*** BRANO DI LETTURA ***

La mia amica più cara lavora in una multinazionale, fa la Controller. Un Controller assiste nella gestione delle operazioni finanziarie di un’azienda, come la preparazione del bilancio e la supervisione del reporting finanziario. Svolge inoltre funzioni essenziali relative alla gestione del libro paga e alla valutazione delle opportunità di investimento (fonte: Randstad). Penso sia il lavoro più ingrato del mondo perché devi controllare che i tuoi colleghi righino dritto per non causare un danno all’azienda.
Ci capiamo? Significa che se hai appena appena la coda di paglia, la coscienza sporca, il Controller diventa il tuo nemico.
Nello specifico, questa multinazionale non se la passa molto bene, anzi. Ci sono evidenti problematiche che riguardano tutta la piramide aziendale, dal top management alla logistica, attraversando ogni reparto. Tutti responsabili, nessuno escluso. La mia amica sta lavorando su presupposti di eticità rigorosi, perché lei è fatta così, lei lavora così nonostante tutto e tutti. Ovviamente, quella che risente maggiormente di questa situazione è – manco a dirlo – lei, gli altri se ne fregano bellamente.
Ognuno continua a non-fare come sempre ha non-fatto e le cose non andranno meglio soltanto perché lo fanno tutti.
Quindi la mia amica deve decidere se restare lì e adeguarsi o andarsene e trovare un’azienda più eticamente in linea con i suoi standard. Ovviamente ha già deciso di andarsene, ma al momento è in pieno burn out e la sua salute non le permette di affrontare un colloquio di lavoro al top delle sue possibilità. Danno su danno, come si può ben immaginare. Lei è esaurita e io incazzata nera, perché so il suo valore e so quanto si meriterebbe una situazione lavorativa sana e non so come aiutarla.

*** MATERIALE FORNITO ***

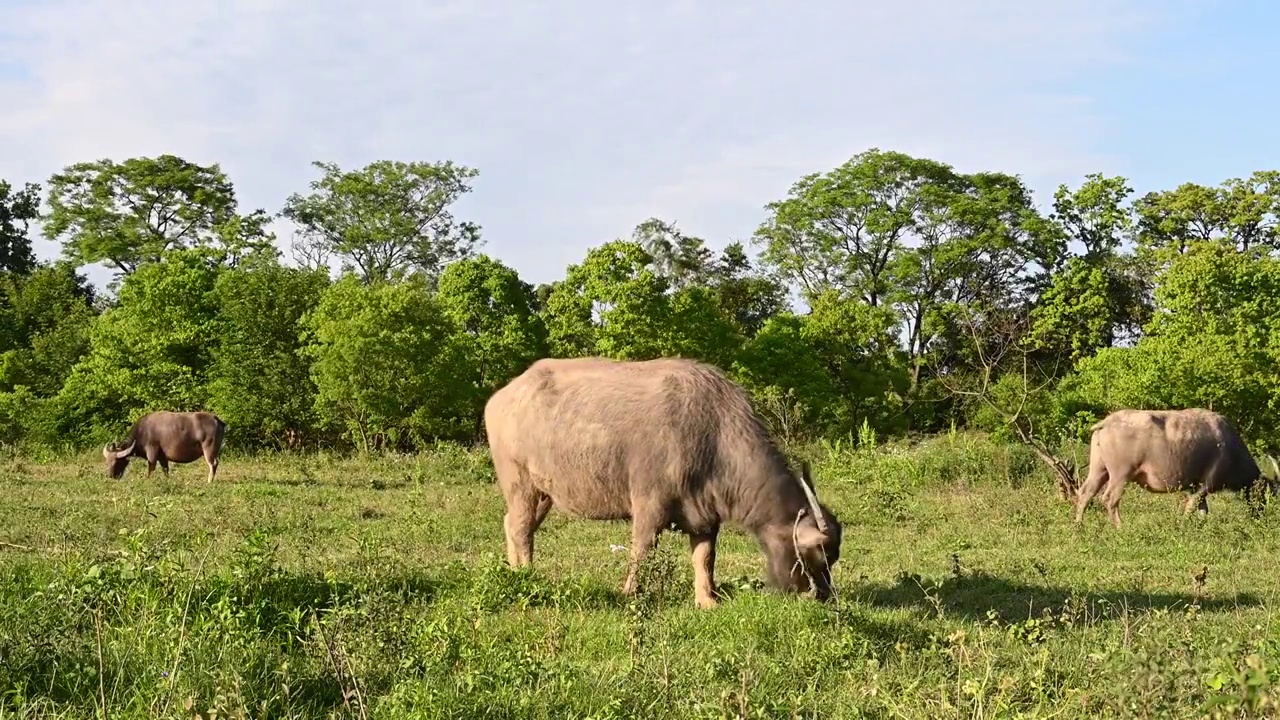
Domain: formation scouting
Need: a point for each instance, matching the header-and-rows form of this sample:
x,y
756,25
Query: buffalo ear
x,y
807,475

***
*** MATERIALE FORNITO ***

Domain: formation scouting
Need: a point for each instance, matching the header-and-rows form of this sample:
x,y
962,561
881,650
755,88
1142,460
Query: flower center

***

ESERCIZI DA SVOLGERE:
A. Riassumi in forma più breve il paragrafo del brano che inizia con "Nello specifico, questa multinazionale", conservandone i fatti principali.
B. Secondo il brano, quale decisione ha già preso la Controller riguardo al suo lavoro?
C. Porta avanti il brano sulla Controller a partire dalla sua ultima frase.

RISPOSTE AGLI ESERCIZI:
A. La multinazionale è in difficoltà, con problemi che attraversano tutta la piramide aziendale, dal top management alla logistica, e di cui sono responsabili tutti. L'amica lavora secondo rigorosi principi etici nonostante tutto e tutti. Proprio lei risente più degli altri della situazione, mentre i colleghi se ne disinteressano.

B. Ha già deciso di andarsene dall'azienda.

C.
Non sto scrivendo questo post per parlare degli affari privati della mia amica, sto scrivendo perché penso che non sia una situazione così rara. Ormai sembra che lavorare in una grossa azienda sia il modo migliore per nascondere la propria incompetenza, pigrizia, disonestà, ai danni di quei colleghi che – invece – fanno bene il proprio dovere.
A quanto pare la situazione ci sta sfuggendo di mano, essere in burn out non è così raro. Non è che io voglia, qui e ora, andare oltre con l’analisi perché non ne ho le competenze, ma vorrei soffermarmi sulla questione reputazionale del brand.
Il come gestisci l’azienda, il come la tua gestione può causare danni gravi e anche gravissimi ai dipendenti, il come nascondi il tutto con goffi tentativi di comunicazione ammiccante e per-bene non può reggere per molto. Non puoi passarla liscia, il tempo è gentiluomo (assicura il proverbio).
Dal mio canto, per come funziono e per come voglio funzionare, me ne guarderei bene dall’avere tra i miei clienti un’azienda capace di calpestare i diritti umani dei propri dipendenti e al contempo prendersi gioco della buona fede dei consumatori (noi).
La pubblicità non è un modo per ingannare i clienti, non più.
E se, invece, mi sto illudendo e la cosa gira ancora su questi criteri… allora penso sia arrivato il momento di cambiare rotta.
Non è questa la direzione giusta, né per me né per il mio mestiere.
Che sarà, sarà.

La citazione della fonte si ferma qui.